What to do
Please show every line of the items below that contains the string "hanging", matching case exactly.

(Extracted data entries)
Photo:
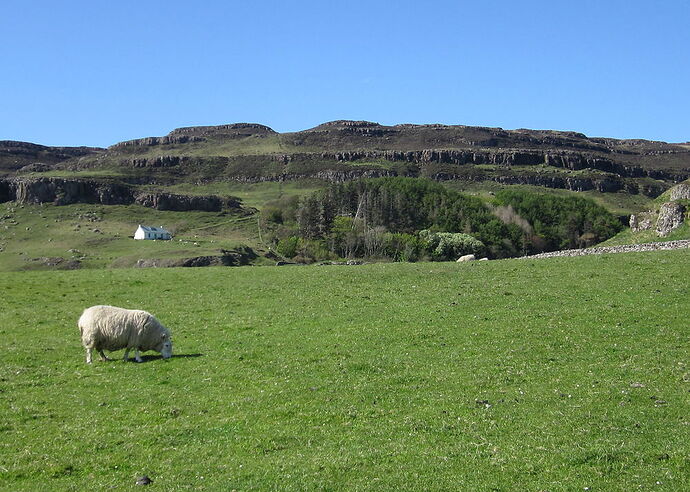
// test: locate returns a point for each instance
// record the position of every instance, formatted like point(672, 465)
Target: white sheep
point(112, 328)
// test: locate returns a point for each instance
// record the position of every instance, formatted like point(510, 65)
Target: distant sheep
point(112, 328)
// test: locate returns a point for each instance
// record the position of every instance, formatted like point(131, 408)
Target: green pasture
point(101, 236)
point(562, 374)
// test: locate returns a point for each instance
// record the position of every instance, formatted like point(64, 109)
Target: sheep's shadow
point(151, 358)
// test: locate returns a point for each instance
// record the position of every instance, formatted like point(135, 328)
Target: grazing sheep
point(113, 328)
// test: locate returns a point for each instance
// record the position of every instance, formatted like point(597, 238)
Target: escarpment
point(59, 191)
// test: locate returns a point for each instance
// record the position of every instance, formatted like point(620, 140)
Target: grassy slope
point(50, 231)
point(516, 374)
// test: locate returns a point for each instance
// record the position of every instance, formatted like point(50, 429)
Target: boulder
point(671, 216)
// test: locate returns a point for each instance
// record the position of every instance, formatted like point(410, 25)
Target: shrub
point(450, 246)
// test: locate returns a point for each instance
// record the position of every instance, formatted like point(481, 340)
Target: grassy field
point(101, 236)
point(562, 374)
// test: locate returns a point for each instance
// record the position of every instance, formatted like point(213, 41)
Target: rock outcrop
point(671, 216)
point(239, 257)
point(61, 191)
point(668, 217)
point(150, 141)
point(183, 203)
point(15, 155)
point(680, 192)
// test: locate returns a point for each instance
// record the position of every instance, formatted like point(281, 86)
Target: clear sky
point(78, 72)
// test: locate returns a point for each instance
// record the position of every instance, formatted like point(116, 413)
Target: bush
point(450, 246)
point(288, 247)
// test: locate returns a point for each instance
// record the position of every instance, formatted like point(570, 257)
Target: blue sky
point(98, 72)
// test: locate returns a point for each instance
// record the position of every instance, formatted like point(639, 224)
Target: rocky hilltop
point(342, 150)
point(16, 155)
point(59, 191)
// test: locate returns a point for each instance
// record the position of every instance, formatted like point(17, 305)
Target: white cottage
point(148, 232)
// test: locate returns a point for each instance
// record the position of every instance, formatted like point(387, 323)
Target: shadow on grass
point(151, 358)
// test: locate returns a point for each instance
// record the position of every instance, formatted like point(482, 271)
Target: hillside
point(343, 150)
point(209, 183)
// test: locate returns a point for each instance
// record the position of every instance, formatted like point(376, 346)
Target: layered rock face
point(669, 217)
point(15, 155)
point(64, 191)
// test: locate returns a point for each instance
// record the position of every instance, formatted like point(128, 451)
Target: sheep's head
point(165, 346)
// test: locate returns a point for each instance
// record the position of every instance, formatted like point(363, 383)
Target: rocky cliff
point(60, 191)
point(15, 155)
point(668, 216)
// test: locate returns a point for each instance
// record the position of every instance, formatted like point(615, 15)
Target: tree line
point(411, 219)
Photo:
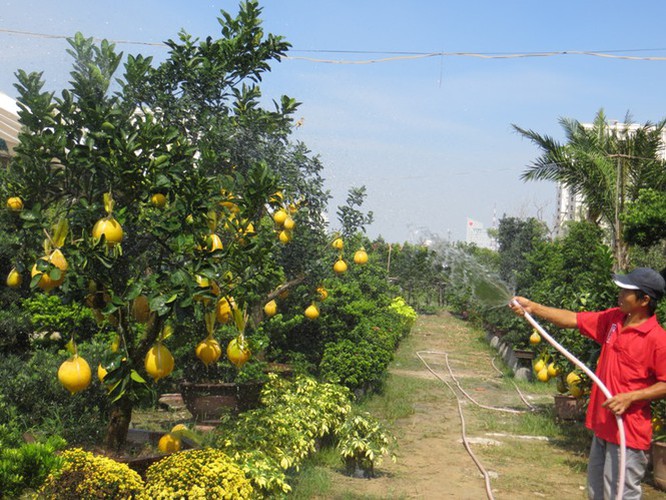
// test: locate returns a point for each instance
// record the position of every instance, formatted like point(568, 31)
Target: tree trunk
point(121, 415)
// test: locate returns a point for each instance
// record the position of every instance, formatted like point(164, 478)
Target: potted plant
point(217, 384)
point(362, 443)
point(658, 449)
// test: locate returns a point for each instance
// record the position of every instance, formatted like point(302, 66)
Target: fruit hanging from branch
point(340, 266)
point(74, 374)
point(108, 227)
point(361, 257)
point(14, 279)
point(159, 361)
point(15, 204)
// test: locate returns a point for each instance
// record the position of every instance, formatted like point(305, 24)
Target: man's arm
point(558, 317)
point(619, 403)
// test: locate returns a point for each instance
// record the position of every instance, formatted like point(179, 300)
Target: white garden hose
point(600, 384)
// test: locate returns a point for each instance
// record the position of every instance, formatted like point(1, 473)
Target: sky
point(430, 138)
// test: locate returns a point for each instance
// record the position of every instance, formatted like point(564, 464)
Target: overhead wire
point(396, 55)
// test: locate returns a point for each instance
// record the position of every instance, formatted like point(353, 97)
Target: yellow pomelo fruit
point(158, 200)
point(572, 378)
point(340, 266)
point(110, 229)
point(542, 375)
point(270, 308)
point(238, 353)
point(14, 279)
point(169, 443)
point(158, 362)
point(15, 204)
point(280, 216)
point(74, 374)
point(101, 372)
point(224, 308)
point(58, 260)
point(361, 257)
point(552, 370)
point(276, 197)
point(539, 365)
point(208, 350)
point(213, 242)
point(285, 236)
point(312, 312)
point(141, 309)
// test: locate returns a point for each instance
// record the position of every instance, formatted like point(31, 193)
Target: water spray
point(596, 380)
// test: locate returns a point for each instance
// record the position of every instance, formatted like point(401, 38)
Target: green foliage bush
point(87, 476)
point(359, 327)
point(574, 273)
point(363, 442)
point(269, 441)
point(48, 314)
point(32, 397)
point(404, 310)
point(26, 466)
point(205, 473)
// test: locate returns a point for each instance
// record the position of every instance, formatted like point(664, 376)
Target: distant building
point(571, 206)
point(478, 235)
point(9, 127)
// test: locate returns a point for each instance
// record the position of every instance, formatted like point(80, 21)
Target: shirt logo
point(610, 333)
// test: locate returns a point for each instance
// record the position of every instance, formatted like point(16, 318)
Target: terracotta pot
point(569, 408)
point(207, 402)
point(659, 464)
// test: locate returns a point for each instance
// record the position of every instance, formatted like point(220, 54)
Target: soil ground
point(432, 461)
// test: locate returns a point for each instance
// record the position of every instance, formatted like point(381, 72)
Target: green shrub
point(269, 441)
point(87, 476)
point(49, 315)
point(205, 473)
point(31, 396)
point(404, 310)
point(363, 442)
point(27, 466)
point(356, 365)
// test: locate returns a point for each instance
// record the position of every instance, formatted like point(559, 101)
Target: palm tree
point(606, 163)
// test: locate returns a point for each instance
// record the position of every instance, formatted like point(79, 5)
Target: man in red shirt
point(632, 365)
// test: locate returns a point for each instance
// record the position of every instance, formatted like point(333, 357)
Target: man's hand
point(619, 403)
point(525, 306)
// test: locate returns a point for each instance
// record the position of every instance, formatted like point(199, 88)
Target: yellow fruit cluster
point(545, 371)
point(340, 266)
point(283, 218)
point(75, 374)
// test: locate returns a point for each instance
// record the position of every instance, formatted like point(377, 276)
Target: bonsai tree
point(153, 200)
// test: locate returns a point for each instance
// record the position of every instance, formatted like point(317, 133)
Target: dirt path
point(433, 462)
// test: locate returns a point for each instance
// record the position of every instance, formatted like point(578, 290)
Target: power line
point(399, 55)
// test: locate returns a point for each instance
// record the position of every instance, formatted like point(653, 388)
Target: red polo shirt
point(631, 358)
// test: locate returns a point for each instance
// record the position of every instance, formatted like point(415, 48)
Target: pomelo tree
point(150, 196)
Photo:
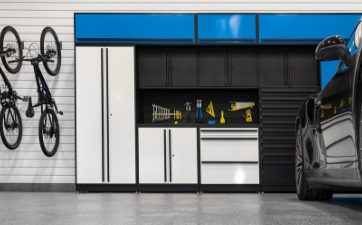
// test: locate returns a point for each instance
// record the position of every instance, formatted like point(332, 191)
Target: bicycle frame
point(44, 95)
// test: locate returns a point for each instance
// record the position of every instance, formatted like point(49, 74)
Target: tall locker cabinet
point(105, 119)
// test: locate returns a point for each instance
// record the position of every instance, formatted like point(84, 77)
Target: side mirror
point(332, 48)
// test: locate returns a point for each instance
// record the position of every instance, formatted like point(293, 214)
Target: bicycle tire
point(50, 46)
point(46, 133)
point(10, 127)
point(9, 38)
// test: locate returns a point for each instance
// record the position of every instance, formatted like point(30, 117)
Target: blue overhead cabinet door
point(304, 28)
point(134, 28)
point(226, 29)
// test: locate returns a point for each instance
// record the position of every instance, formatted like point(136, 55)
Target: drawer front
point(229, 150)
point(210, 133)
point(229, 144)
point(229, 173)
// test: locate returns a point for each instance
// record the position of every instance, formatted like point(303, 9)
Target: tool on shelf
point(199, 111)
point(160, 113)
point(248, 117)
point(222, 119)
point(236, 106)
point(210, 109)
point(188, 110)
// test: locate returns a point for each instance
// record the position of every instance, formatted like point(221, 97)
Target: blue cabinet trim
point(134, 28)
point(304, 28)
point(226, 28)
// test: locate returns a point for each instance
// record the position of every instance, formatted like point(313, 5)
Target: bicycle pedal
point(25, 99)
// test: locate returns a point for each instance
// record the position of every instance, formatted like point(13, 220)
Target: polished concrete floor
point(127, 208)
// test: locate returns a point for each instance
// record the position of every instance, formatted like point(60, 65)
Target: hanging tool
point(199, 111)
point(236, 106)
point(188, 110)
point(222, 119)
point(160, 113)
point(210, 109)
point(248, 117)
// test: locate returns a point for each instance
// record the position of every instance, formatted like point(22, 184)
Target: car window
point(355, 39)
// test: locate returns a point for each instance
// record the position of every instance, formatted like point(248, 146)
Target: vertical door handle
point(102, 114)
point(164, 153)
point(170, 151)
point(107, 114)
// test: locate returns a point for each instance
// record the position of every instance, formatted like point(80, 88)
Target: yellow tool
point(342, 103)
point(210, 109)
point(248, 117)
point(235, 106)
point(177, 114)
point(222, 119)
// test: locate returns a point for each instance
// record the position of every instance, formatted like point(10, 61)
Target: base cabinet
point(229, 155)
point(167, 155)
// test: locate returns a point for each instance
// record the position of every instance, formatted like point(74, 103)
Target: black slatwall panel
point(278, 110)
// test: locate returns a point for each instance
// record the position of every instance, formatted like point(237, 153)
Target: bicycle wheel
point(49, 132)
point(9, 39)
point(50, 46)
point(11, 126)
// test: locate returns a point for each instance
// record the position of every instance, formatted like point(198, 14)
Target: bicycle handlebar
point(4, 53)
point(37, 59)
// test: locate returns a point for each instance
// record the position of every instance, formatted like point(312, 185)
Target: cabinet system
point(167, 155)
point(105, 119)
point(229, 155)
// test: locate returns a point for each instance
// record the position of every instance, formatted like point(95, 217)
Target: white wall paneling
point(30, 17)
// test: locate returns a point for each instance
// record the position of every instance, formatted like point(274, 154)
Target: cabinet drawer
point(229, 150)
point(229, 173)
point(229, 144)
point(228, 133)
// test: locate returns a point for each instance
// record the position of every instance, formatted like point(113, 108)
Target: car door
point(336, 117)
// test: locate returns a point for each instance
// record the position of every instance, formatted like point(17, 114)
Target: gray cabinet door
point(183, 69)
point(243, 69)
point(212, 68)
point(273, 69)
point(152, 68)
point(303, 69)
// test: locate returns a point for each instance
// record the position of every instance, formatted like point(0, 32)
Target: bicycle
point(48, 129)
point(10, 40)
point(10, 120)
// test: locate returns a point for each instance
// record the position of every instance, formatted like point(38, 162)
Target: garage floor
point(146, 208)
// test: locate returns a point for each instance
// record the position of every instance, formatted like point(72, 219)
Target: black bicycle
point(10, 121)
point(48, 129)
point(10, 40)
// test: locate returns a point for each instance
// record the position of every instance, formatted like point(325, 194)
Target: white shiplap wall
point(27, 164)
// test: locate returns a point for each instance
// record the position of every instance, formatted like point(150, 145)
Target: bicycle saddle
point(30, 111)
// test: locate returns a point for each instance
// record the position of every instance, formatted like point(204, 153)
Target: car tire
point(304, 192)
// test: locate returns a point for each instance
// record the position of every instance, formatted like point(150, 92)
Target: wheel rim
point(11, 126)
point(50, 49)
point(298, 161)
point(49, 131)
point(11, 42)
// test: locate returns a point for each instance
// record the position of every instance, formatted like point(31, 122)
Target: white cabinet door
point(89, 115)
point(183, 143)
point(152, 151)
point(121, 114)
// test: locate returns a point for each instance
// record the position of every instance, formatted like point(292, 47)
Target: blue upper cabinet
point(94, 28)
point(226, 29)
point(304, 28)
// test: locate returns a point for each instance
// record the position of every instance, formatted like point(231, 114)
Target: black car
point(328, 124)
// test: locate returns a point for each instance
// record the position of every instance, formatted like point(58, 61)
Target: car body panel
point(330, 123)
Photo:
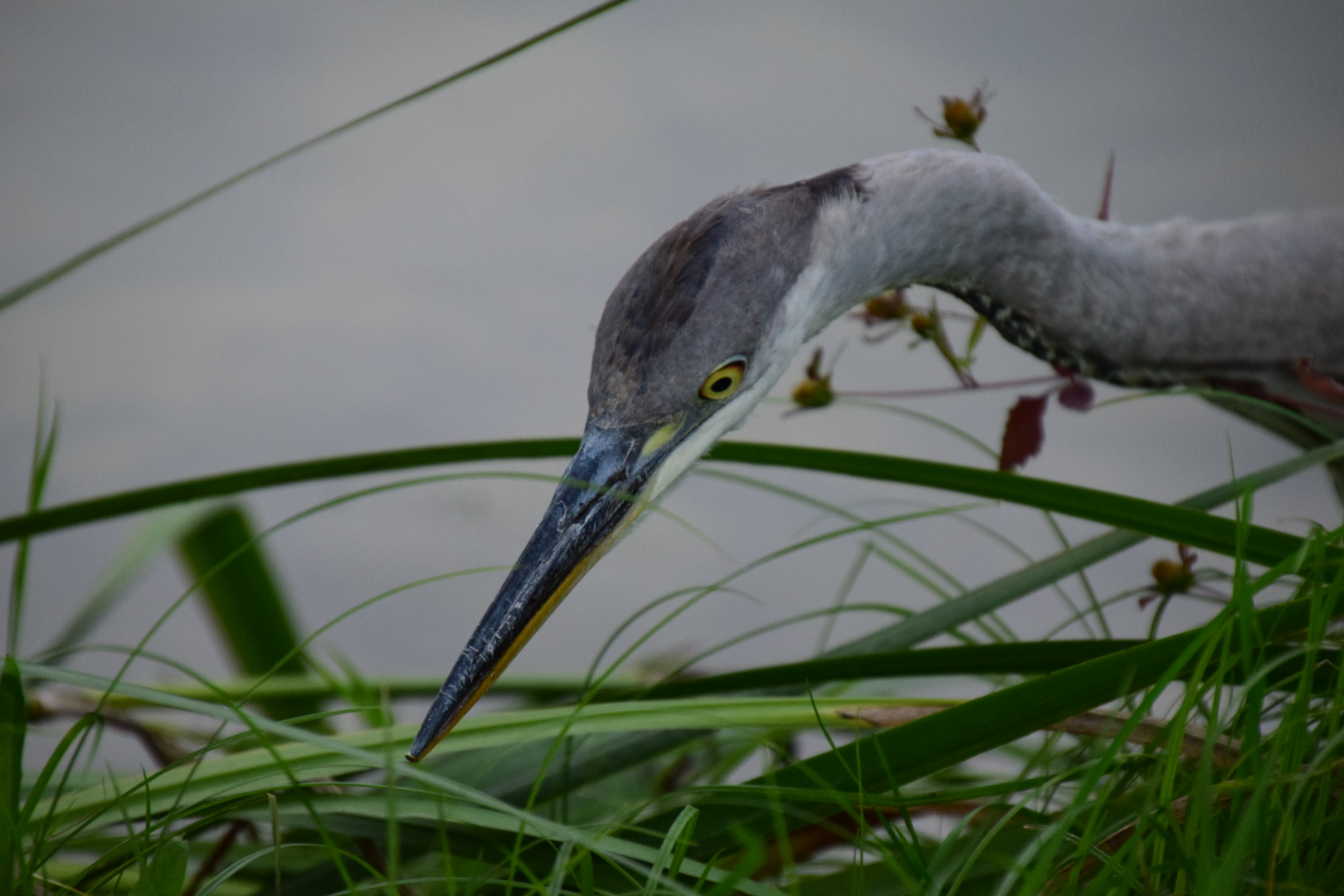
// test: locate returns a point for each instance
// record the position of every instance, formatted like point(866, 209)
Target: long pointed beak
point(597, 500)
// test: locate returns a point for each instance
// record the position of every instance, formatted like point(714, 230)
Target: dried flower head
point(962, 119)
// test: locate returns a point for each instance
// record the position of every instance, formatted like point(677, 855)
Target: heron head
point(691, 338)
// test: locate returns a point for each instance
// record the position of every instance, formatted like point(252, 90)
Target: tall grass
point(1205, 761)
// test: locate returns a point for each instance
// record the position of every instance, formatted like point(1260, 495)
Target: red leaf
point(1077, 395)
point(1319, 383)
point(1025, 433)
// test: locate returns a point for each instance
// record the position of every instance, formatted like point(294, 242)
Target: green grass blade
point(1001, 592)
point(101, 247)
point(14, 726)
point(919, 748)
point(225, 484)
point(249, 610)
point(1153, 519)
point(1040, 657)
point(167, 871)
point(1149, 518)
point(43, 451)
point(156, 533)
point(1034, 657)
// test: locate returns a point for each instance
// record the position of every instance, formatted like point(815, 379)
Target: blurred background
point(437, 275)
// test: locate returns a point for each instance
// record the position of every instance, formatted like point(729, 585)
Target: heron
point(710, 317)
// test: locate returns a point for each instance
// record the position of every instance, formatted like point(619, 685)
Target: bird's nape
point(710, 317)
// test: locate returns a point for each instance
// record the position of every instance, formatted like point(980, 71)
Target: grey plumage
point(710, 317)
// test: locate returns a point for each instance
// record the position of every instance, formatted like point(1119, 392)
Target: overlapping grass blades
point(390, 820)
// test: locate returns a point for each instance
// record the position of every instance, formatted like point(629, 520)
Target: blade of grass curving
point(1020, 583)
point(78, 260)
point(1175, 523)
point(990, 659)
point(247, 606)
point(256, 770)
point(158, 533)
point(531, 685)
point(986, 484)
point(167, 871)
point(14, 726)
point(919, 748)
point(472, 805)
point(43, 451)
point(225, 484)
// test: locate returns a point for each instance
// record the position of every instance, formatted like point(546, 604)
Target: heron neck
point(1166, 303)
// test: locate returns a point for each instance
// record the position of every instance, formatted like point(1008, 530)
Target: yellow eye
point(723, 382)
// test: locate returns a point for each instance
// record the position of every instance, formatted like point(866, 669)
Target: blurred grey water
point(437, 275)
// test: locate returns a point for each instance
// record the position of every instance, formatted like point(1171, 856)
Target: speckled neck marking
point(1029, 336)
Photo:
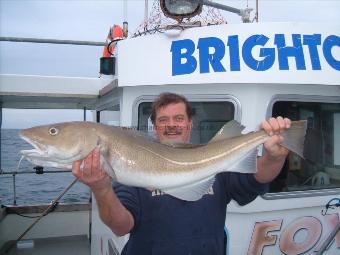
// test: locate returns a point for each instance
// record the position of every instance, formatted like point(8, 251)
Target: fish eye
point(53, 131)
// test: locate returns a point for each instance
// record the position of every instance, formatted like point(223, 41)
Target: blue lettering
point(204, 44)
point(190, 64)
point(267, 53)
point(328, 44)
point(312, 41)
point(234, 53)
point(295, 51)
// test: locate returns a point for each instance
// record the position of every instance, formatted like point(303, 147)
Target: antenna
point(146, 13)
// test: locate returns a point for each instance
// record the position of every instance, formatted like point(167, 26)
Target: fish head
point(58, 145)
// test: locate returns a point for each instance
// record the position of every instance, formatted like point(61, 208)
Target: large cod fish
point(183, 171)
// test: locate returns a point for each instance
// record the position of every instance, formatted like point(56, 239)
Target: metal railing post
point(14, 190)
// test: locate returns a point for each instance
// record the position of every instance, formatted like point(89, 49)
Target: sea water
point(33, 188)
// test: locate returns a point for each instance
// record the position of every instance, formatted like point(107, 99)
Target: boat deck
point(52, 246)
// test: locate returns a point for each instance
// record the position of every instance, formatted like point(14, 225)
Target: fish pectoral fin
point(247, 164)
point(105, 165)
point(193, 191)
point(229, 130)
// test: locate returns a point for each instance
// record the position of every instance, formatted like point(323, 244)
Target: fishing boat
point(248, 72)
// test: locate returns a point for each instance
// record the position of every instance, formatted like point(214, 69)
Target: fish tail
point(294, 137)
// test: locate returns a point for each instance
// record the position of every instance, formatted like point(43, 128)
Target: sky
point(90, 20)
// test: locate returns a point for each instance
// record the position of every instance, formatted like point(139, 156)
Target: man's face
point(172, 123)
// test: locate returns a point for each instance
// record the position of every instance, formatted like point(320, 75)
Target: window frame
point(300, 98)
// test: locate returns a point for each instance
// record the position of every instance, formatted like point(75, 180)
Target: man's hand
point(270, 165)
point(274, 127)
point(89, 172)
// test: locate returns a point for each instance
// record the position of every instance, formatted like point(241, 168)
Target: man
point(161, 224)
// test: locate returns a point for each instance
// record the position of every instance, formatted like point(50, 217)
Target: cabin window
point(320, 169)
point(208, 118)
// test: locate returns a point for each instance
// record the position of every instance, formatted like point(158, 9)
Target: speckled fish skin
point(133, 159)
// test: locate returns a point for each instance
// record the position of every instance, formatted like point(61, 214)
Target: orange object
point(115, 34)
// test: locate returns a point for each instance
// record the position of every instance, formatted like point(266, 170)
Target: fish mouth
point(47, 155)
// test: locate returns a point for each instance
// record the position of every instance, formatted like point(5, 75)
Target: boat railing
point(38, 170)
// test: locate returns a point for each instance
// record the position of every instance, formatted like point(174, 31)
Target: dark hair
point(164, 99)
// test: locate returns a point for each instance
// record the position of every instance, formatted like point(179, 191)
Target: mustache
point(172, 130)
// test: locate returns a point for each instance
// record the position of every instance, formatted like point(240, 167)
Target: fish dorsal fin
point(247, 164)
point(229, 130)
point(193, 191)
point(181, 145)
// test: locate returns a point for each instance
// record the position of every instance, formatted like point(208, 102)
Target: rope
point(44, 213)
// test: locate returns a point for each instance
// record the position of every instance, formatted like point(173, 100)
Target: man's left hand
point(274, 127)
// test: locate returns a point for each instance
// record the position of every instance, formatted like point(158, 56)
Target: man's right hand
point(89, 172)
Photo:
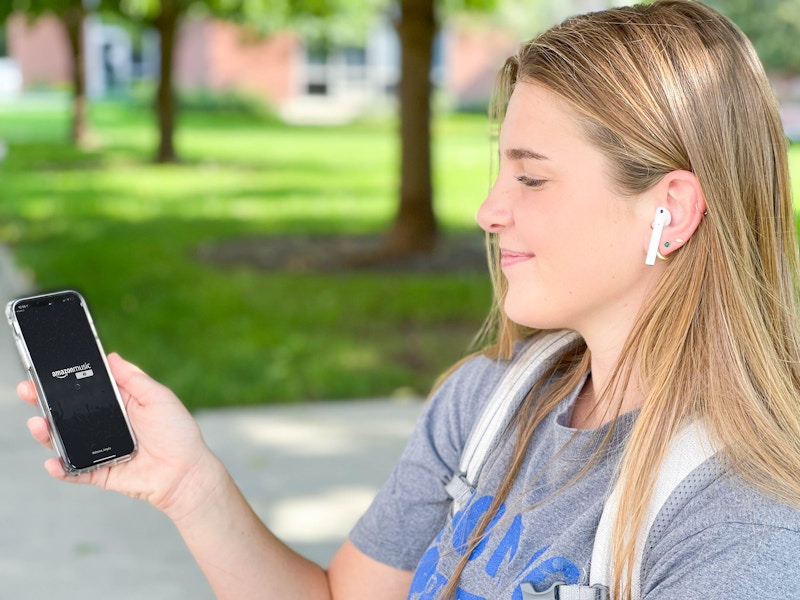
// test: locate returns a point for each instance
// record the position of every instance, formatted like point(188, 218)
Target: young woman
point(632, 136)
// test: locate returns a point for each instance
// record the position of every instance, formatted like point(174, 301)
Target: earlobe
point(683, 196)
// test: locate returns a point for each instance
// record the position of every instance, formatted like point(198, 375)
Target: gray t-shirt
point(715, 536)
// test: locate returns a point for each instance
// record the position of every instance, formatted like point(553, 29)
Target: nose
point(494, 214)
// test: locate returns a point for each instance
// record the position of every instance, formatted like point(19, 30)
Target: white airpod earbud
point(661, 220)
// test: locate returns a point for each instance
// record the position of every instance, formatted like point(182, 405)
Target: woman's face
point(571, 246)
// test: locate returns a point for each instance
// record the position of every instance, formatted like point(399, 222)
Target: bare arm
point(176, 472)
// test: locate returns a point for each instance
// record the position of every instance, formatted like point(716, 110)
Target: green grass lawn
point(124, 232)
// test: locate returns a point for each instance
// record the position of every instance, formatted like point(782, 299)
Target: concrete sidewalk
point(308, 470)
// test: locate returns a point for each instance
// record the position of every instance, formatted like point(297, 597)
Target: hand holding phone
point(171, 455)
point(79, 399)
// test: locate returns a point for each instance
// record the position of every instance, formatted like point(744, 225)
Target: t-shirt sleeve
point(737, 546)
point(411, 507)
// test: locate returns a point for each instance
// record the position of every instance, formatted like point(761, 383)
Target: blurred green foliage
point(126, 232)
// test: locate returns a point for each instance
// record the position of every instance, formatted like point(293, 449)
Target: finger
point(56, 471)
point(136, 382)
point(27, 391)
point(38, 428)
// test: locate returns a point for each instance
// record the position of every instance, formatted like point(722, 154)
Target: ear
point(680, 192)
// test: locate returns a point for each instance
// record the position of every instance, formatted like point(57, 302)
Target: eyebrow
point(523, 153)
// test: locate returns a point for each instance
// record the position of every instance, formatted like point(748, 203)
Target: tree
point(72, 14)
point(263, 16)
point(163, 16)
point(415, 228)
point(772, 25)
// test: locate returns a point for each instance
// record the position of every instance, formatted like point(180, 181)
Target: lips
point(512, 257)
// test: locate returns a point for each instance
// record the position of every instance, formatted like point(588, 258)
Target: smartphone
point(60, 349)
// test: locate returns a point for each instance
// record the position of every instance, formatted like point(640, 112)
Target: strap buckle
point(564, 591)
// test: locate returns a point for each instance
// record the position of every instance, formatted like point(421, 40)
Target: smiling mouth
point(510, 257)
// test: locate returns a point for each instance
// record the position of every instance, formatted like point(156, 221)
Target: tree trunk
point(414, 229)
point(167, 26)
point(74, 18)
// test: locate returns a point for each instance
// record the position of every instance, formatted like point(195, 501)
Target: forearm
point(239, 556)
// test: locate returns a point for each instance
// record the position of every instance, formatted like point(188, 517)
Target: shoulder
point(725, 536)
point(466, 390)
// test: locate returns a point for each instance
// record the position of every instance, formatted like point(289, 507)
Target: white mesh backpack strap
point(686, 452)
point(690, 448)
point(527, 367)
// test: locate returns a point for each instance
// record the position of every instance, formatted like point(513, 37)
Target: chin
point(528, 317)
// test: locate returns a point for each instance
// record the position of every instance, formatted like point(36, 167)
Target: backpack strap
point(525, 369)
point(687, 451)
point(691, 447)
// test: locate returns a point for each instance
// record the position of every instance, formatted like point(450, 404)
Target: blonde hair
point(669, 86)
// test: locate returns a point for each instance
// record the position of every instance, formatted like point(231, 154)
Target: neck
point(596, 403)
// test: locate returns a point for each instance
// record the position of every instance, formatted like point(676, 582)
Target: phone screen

Answer to the exercise
Target: fruit hanging from branch
Target: hanging tool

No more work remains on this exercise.